** EXERCISE AIM **
Rewrite the material between the line holding "Q. Locate the red" and the line holding "pixel 230 64", inclusive, changing "gabled roof" to "pitched roof" and leaving everything else untouched.

** MATERIAL PROVIDED **

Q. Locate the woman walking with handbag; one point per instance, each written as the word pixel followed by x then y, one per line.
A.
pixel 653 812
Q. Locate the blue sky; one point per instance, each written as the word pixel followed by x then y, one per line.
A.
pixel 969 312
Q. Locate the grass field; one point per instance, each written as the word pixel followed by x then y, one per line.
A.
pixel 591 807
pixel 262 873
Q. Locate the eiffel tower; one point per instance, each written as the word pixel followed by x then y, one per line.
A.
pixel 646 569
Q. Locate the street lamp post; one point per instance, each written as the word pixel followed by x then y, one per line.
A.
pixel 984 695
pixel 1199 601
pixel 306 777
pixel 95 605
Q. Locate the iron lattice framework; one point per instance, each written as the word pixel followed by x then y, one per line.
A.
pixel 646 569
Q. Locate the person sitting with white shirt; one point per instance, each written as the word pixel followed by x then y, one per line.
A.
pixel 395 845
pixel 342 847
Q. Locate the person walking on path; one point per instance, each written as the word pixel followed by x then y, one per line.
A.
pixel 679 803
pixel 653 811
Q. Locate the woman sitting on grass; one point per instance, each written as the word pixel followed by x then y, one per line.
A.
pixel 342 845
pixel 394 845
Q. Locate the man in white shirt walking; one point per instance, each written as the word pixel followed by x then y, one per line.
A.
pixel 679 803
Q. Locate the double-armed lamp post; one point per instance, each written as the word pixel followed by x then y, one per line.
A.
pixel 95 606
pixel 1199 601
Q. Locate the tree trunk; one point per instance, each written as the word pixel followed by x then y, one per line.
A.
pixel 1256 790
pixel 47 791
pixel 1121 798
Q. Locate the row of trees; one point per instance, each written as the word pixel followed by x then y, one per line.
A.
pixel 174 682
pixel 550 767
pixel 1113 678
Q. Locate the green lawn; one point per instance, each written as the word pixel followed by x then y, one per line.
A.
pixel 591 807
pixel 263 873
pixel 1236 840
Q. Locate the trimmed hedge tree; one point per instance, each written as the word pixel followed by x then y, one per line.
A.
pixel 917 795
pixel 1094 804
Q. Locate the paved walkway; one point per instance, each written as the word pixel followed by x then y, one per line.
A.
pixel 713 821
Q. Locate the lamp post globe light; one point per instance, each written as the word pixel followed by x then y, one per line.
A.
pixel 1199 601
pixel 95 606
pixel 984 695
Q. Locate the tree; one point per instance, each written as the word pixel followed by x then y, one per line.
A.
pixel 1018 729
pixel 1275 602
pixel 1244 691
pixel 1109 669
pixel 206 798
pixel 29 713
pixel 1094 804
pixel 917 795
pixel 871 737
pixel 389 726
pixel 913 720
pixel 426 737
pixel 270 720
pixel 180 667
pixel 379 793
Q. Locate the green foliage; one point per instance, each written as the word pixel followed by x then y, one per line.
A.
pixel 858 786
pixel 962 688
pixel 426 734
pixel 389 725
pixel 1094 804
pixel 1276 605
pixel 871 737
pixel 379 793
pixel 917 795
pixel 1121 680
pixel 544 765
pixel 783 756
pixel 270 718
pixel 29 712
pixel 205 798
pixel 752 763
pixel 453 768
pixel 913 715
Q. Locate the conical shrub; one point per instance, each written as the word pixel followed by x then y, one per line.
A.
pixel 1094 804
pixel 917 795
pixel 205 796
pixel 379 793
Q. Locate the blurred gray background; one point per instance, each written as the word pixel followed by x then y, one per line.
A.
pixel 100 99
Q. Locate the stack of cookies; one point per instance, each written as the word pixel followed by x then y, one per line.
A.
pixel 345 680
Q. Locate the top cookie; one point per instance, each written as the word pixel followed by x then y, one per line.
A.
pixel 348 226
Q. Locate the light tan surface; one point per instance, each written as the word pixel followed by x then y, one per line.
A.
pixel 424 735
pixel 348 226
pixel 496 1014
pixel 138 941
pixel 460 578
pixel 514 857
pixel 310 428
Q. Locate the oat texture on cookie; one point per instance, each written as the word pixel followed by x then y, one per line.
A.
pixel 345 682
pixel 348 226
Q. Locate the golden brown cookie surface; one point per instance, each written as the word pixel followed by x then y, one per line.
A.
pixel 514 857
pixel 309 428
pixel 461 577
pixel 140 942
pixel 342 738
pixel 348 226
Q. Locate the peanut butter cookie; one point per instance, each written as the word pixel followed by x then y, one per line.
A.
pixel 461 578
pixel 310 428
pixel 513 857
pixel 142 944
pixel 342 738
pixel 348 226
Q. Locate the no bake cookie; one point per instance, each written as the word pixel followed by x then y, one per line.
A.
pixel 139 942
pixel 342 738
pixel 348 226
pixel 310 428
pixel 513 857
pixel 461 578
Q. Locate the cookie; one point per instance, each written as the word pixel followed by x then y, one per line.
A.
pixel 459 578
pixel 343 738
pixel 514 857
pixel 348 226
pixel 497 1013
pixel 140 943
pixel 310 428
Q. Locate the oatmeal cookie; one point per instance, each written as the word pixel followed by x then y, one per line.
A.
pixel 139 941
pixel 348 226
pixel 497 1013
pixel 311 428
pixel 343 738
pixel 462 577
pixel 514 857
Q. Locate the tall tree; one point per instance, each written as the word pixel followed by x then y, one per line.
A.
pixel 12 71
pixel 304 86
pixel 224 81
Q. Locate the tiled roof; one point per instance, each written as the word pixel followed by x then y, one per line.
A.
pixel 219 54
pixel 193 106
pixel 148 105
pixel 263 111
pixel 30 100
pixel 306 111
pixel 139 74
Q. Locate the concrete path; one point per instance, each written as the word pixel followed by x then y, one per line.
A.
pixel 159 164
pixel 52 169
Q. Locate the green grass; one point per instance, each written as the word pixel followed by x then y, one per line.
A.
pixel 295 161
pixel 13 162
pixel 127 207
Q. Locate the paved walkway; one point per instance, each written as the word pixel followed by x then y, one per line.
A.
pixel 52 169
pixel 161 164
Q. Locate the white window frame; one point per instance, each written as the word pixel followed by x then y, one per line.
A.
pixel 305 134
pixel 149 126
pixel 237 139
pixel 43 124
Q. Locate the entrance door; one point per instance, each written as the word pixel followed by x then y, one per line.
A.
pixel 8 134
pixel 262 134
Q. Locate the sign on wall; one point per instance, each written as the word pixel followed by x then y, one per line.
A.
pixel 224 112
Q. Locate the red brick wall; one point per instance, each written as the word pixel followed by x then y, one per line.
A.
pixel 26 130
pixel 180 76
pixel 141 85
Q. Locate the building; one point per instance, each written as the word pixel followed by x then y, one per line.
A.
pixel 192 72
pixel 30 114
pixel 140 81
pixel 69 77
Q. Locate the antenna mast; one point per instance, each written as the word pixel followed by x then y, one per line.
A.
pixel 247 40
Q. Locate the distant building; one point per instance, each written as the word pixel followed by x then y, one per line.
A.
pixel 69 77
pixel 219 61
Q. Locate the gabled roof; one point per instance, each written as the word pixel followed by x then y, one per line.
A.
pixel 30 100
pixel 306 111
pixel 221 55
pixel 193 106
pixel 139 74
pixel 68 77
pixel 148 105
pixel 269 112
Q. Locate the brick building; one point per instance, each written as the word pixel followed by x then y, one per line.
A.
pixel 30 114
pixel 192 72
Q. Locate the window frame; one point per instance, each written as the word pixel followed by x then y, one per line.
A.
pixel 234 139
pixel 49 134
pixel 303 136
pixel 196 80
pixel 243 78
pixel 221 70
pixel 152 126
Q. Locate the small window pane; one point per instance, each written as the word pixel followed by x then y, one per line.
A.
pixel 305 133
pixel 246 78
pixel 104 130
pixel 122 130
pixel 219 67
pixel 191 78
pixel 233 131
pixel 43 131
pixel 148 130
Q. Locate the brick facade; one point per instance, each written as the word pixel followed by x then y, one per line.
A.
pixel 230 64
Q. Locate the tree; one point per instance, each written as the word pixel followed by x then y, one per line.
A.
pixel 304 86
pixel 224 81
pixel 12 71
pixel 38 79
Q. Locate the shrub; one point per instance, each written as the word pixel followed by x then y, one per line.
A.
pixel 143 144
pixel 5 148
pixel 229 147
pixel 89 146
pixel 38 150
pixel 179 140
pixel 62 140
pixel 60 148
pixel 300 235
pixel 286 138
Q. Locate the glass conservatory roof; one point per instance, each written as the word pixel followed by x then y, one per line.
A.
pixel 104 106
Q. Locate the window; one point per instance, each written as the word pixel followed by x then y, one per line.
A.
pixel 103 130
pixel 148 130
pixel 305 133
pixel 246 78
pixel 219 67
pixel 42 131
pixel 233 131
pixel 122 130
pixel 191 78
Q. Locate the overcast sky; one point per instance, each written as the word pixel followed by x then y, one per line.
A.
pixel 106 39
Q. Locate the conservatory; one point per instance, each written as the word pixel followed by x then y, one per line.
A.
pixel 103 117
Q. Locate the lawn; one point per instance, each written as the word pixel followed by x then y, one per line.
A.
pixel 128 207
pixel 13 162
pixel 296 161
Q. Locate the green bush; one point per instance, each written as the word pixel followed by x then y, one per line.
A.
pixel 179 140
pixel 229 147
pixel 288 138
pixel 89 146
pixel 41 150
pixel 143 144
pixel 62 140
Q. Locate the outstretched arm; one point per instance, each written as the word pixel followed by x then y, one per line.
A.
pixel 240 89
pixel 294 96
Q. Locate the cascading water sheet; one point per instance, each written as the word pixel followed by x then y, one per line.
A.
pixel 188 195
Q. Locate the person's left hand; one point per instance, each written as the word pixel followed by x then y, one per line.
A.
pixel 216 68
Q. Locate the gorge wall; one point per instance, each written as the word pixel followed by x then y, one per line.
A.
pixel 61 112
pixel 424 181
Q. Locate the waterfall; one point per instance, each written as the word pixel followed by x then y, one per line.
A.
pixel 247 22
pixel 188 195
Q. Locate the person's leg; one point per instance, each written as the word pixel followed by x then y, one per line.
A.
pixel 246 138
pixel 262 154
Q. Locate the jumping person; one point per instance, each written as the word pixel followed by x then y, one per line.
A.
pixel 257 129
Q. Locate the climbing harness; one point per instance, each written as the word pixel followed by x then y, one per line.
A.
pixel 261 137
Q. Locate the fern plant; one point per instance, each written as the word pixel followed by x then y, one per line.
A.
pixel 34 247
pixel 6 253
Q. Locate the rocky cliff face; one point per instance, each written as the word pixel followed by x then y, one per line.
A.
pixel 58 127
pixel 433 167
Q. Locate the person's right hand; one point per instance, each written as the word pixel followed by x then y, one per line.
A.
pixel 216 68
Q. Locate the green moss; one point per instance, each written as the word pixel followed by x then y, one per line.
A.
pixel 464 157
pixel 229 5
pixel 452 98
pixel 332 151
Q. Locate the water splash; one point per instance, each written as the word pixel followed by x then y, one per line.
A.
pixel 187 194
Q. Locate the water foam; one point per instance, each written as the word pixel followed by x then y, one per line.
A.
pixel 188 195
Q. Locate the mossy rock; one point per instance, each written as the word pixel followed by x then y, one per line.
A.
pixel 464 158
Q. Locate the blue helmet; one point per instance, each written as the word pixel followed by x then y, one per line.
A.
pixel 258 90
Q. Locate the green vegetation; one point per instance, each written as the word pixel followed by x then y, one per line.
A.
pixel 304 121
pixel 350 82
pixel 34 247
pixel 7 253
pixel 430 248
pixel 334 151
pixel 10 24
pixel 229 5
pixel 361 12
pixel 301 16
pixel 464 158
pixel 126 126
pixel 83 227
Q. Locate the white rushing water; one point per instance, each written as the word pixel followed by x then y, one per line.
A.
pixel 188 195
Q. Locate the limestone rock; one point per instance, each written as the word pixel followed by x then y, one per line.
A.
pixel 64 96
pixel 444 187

** EXERCISE OUTPUT **
Q. Locate the red brick wall; one point per instance, each written as the word pixel followed by x then y, one per line.
A.
pixel 26 130
pixel 180 76
pixel 141 85
Q. Locate the building; one point per instance, each written as the word pixel followed by x then y, one per line.
A.
pixel 192 72
pixel 30 114
pixel 140 81
pixel 69 77
Q. Locate the antenna mast; one point per instance, each written as the word pixel followed by x then y, one per line.
A.
pixel 247 40
Q. Locate the distant building; one point per instance, each written as the word pixel followed by x then y, one per line.
A.
pixel 69 77
pixel 219 61
Q. Locate the pitched roof; one point per instance, each written as the word pixel followed by x then y, one per line.
A.
pixel 30 100
pixel 306 111
pixel 221 55
pixel 193 106
pixel 139 74
pixel 68 77
pixel 148 105
pixel 269 112
Q. Locate the brick building; one point per instance, each written as the word pixel followed by x then y, one per line.
A.
pixel 30 114
pixel 192 72
Q. Locate the window frame; one point per instance, each written as the word pixel followed by x then y, one per line.
A.
pixel 234 139
pixel 49 134
pixel 303 136
pixel 196 80
pixel 243 78
pixel 221 70
pixel 152 126
Q. Locate the small window pane; one point per instance, each written as the word pixel followed by x then y, one per line.
A.
pixel 305 133
pixel 246 78
pixel 104 130
pixel 122 130
pixel 219 67
pixel 191 78
pixel 233 131
pixel 43 131
pixel 148 130
Q. Locate the brick facade; one point per instance, each written as the word pixel followed by x then y, one per line.
A.
pixel 230 64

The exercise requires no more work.